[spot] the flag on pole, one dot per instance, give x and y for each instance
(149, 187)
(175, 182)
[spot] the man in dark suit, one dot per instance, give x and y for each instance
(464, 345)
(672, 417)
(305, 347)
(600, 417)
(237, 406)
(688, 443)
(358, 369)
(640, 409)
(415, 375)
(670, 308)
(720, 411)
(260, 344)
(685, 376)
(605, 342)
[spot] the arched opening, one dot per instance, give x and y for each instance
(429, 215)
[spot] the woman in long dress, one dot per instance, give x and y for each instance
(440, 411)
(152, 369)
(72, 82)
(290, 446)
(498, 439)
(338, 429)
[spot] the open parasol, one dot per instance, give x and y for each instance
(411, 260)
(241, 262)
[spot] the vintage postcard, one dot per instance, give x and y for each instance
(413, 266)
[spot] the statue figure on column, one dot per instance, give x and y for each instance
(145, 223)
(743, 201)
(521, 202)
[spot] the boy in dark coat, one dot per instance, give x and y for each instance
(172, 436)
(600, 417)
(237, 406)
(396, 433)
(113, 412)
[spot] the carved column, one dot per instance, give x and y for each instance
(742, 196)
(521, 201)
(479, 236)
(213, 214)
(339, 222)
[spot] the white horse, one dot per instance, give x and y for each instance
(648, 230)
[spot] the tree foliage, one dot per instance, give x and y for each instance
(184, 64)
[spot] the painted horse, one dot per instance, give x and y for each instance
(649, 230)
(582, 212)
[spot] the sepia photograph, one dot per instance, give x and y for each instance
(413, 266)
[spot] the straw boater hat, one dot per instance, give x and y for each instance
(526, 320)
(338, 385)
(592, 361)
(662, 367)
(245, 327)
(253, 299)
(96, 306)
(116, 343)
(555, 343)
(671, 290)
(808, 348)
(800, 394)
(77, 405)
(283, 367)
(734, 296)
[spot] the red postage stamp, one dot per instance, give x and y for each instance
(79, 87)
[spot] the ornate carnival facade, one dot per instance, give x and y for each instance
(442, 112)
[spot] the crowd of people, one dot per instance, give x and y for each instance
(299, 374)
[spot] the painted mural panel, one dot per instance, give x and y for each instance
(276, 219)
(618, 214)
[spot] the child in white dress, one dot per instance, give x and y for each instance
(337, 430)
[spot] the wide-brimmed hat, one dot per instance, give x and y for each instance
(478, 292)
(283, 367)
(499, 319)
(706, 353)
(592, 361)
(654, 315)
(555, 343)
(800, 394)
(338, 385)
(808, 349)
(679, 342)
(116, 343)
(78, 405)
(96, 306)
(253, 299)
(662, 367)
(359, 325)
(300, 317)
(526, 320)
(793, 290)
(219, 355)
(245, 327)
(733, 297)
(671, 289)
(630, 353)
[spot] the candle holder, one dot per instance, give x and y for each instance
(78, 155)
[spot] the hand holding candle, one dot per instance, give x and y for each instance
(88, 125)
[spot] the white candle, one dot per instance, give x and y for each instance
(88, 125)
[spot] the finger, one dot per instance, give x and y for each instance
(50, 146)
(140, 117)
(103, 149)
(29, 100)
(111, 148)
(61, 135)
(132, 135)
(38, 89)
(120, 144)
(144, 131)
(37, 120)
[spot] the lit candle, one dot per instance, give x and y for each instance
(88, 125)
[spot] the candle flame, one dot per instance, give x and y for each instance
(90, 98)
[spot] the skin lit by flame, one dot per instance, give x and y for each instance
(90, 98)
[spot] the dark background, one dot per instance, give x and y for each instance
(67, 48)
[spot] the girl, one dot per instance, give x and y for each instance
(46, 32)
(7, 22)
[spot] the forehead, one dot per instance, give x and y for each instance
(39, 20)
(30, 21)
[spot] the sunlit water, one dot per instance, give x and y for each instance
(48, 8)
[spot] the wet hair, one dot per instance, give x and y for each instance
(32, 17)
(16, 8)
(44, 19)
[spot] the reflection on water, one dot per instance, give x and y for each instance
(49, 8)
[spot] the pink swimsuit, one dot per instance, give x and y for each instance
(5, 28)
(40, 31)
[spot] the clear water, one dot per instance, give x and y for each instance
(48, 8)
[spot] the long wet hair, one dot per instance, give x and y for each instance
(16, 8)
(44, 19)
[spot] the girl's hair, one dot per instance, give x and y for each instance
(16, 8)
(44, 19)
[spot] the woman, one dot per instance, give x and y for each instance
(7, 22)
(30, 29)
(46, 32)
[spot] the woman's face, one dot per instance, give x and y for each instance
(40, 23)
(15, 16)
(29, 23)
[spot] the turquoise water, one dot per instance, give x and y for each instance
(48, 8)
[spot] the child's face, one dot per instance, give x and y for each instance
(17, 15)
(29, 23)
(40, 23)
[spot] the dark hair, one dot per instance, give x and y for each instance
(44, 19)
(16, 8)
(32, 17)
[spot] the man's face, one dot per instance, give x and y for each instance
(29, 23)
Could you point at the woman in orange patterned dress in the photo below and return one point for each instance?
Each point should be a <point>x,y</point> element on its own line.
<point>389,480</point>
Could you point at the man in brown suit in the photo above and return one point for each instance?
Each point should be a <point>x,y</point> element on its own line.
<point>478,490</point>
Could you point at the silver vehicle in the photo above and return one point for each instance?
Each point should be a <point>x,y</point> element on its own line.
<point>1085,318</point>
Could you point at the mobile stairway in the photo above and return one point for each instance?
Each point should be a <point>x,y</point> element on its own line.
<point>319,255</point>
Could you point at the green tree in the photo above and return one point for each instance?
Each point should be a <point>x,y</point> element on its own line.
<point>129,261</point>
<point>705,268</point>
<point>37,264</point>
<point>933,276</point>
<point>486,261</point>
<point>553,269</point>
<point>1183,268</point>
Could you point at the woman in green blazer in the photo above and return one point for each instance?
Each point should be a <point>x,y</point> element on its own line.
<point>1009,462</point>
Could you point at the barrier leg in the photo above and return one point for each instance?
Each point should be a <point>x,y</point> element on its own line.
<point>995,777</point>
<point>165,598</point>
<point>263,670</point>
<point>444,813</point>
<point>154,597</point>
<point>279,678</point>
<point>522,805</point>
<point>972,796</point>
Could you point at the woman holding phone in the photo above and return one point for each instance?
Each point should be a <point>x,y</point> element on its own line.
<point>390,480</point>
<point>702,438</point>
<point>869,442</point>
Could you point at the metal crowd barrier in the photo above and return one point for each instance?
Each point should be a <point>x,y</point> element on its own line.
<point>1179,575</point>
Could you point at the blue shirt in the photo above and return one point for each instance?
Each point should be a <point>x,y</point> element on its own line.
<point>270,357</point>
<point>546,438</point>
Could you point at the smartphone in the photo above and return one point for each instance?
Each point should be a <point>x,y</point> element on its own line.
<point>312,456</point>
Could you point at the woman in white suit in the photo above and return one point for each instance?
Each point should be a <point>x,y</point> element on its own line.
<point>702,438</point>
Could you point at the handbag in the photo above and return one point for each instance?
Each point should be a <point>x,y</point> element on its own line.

········

* _Set task_: Write out once more the lines above beginning at the line with "Could you point at the woman in green"; continue through the final line and stop there.

* _Full solution_:
Could you point at the woman in green blazer in the photo above and return one point for each instance?
Each point should be a <point>x,y</point> element on its own line.
<point>1009,462</point>
Could you point at the barrier leg in the photo above and return one point for each instance?
Each point should be a <point>x,y</point> element on its own line.
<point>995,777</point>
<point>165,598</point>
<point>263,670</point>
<point>444,813</point>
<point>154,597</point>
<point>279,678</point>
<point>522,805</point>
<point>972,796</point>
Could you point at the woman holding phone in the photo above and return one point for each instance?
Each point should be a <point>x,y</point> element on its own line.
<point>390,480</point>
<point>702,438</point>
<point>869,442</point>
Could you point at the metal crowd barrier in the photo above and return one point for each instance?
Each point should be a <point>x,y</point> element on its own line.
<point>1179,575</point>
Could you point at the blue shirt in the photo above and return one point for each instance?
Each point should be a <point>x,y</point> element on its own line.
<point>270,357</point>
<point>546,438</point>
Could you point at the smartphone in the photo above and return one point for each instance?
Each point should be a <point>x,y</point> element on its own line.
<point>312,456</point>
Could you point at the woman in white suit in the photo above and return one point for each instance?
Each point should be a <point>x,y</point> element on its own line.
<point>702,438</point>
Could you point at the handbag in the photo above and return one point for each instance?
Each point should be a <point>x,y</point> element on its own line.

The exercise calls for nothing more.